Requirement | Repeat precisely the span of lines below that opens with the line containing "If you could point out the yellow object" and closes with the line containing "If you could point out the sunlight", both included.

(The records Opens)

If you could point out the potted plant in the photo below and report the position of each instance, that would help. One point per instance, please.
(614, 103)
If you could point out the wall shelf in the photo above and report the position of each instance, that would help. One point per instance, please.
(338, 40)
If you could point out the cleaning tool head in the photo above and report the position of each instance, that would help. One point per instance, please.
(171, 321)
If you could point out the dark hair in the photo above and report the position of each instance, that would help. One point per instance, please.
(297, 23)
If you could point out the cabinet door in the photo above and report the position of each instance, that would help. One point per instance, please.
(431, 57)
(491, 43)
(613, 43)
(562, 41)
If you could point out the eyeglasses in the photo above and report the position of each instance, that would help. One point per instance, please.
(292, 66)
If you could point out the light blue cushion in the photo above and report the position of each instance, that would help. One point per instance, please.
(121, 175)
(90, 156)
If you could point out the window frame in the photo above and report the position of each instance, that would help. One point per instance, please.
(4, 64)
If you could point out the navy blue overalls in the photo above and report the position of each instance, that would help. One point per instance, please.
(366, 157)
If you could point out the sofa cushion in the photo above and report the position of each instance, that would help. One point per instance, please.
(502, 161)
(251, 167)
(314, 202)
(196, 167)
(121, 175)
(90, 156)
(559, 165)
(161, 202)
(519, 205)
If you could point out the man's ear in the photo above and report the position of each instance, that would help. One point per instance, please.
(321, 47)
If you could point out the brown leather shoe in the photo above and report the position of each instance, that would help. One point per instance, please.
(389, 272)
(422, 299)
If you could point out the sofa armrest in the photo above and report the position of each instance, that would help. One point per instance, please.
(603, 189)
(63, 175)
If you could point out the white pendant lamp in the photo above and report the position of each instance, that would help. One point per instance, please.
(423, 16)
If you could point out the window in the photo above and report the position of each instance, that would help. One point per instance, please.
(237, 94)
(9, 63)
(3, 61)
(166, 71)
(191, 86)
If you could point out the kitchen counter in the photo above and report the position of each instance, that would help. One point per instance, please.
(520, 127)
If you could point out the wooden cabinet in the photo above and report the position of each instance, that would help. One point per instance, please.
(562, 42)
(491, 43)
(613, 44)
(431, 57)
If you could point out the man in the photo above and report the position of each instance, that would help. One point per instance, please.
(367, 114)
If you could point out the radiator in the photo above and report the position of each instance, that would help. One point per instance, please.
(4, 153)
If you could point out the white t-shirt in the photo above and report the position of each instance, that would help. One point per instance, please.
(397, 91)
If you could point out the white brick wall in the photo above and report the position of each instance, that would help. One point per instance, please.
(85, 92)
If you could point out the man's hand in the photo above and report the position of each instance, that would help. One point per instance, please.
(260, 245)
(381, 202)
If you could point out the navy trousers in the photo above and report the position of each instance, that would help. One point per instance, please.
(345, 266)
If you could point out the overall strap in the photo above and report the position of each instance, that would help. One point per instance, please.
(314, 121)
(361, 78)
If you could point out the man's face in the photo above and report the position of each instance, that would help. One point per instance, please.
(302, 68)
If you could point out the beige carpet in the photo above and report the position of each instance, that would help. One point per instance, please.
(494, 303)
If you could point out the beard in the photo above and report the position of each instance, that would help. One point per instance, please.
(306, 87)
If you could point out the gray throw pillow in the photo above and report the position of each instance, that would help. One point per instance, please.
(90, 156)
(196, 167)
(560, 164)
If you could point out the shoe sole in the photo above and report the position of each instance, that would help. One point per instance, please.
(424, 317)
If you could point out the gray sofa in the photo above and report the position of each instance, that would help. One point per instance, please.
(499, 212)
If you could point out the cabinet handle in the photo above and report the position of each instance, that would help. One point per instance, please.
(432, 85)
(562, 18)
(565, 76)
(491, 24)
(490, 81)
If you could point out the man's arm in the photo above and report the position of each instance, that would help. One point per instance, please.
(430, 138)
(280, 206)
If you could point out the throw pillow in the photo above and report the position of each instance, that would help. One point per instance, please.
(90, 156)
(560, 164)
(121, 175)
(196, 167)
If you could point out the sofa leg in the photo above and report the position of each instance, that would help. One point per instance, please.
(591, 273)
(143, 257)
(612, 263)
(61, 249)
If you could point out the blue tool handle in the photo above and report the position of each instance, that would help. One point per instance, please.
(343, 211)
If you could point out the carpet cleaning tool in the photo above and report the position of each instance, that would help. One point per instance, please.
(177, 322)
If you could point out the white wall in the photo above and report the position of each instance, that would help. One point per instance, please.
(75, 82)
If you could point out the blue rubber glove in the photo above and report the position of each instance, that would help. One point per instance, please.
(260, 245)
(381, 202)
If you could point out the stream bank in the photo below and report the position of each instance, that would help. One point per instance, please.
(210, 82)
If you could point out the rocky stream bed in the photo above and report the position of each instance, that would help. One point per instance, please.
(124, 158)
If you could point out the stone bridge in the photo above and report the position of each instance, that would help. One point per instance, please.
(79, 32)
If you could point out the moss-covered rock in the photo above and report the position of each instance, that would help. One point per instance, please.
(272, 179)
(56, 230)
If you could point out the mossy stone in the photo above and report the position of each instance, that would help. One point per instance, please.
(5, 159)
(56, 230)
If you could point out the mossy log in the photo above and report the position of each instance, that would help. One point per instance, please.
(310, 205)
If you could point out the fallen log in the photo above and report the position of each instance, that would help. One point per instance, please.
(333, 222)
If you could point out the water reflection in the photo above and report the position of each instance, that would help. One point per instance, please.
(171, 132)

(The records Closes)
(The records Opens)

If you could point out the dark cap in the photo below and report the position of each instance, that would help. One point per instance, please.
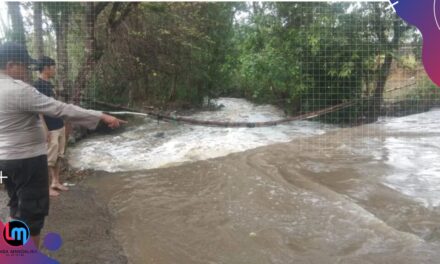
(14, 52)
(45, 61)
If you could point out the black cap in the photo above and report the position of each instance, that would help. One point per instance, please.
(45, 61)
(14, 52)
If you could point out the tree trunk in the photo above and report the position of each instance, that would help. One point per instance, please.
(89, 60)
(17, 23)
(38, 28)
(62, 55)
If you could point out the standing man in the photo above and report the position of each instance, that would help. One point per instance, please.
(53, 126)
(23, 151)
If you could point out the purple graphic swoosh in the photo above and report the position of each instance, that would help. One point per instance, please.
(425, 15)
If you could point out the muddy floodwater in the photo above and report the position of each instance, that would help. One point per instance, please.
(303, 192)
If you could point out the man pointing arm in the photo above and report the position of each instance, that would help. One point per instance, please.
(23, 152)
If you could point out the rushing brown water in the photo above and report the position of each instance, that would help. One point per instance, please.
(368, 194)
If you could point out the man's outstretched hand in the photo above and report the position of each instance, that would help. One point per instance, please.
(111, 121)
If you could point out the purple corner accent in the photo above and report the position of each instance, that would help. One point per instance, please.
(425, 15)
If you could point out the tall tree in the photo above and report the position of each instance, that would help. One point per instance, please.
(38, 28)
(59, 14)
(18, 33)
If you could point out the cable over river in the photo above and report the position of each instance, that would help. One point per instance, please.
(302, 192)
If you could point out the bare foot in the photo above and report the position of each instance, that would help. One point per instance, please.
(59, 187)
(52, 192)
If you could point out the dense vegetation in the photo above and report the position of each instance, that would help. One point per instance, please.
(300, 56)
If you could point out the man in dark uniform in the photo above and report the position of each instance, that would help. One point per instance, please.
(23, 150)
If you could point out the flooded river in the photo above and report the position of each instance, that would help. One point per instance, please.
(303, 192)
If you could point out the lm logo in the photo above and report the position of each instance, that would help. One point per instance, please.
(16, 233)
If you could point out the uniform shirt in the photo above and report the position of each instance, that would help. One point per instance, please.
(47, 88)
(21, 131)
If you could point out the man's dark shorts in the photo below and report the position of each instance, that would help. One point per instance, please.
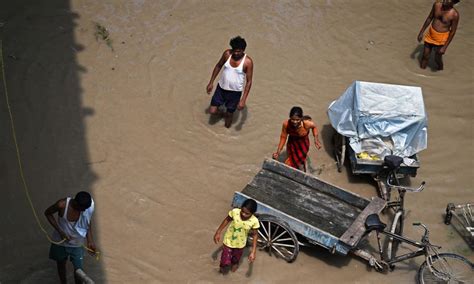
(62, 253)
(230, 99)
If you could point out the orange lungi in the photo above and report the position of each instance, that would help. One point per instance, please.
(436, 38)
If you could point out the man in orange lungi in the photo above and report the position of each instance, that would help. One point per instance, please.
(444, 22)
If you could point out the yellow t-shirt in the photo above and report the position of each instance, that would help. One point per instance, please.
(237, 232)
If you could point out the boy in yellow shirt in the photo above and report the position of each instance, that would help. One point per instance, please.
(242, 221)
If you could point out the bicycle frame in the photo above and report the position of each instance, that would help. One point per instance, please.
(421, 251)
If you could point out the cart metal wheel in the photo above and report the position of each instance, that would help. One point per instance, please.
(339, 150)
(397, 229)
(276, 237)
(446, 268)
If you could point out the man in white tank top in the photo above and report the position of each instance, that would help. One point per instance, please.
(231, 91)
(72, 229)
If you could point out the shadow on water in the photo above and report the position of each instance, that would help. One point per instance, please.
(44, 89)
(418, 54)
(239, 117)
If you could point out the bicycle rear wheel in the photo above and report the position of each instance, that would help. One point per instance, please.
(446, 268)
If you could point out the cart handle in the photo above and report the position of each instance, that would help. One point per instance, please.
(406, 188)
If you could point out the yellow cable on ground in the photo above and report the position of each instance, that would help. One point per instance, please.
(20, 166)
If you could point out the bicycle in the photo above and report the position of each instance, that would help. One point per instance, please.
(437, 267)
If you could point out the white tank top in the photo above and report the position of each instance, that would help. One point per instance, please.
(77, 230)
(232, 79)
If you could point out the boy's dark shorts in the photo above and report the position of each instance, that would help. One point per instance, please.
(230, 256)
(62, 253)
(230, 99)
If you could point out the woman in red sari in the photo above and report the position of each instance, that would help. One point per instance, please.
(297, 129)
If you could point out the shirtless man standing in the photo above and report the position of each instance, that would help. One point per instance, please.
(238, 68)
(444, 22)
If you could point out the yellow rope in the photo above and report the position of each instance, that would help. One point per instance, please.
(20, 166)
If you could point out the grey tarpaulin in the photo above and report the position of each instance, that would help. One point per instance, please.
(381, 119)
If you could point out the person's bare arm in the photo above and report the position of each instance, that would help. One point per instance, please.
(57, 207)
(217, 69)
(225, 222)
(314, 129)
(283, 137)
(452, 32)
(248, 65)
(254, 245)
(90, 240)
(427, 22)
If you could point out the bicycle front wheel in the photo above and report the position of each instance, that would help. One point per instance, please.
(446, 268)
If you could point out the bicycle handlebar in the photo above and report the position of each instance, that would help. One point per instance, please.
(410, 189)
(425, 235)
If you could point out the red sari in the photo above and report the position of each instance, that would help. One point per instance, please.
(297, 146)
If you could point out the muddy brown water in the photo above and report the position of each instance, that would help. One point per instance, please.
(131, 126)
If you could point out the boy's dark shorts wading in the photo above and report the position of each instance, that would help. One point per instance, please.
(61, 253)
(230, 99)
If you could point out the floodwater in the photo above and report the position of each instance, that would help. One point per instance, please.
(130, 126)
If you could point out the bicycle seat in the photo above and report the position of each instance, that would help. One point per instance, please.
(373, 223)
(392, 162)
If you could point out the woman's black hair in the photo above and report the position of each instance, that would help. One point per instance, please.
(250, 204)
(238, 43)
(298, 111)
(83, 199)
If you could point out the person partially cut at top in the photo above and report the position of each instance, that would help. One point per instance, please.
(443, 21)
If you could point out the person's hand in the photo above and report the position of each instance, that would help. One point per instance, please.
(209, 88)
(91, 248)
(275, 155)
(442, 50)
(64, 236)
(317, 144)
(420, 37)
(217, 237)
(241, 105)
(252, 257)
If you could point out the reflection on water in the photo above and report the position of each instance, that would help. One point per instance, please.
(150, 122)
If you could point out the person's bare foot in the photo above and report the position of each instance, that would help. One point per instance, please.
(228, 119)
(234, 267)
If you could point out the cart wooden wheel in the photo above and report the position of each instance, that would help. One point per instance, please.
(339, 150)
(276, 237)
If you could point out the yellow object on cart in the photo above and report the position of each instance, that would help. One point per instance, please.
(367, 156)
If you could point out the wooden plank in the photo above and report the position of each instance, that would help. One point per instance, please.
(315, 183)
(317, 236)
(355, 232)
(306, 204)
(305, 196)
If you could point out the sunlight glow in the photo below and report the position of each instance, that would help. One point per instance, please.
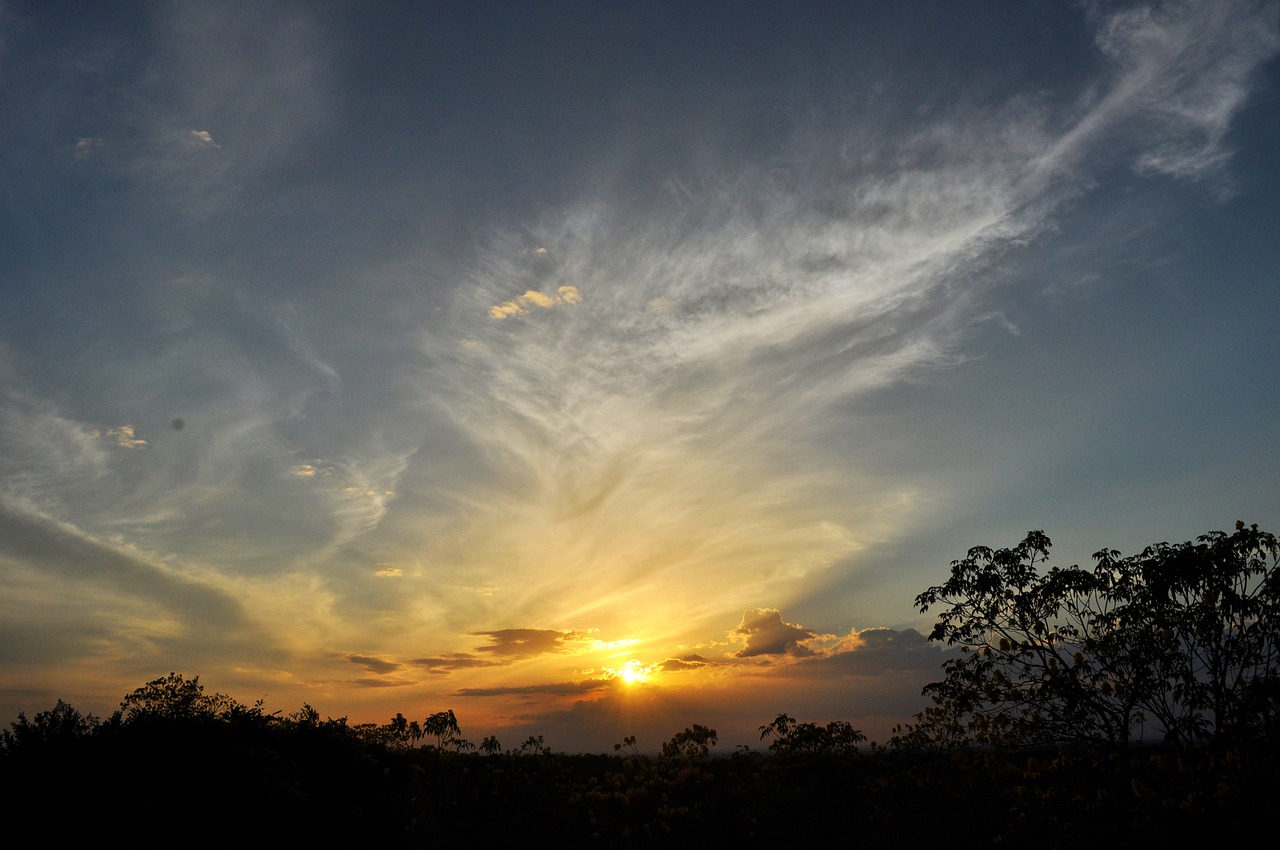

(The records Closes)

Expected answer |
If you could point out the yellow object on cart in the photo above and report the position of each instance, that would help. One point per instance, please.
(367, 156)
If you could point out the wooden plank in the photo above and report the position of each instance, that would help. One point per instance, please.
(315, 183)
(317, 236)
(355, 232)
(306, 204)
(305, 196)
If you could point out the sunlight glow in the photo below and report the position of each instance, that would help. One point per instance, please.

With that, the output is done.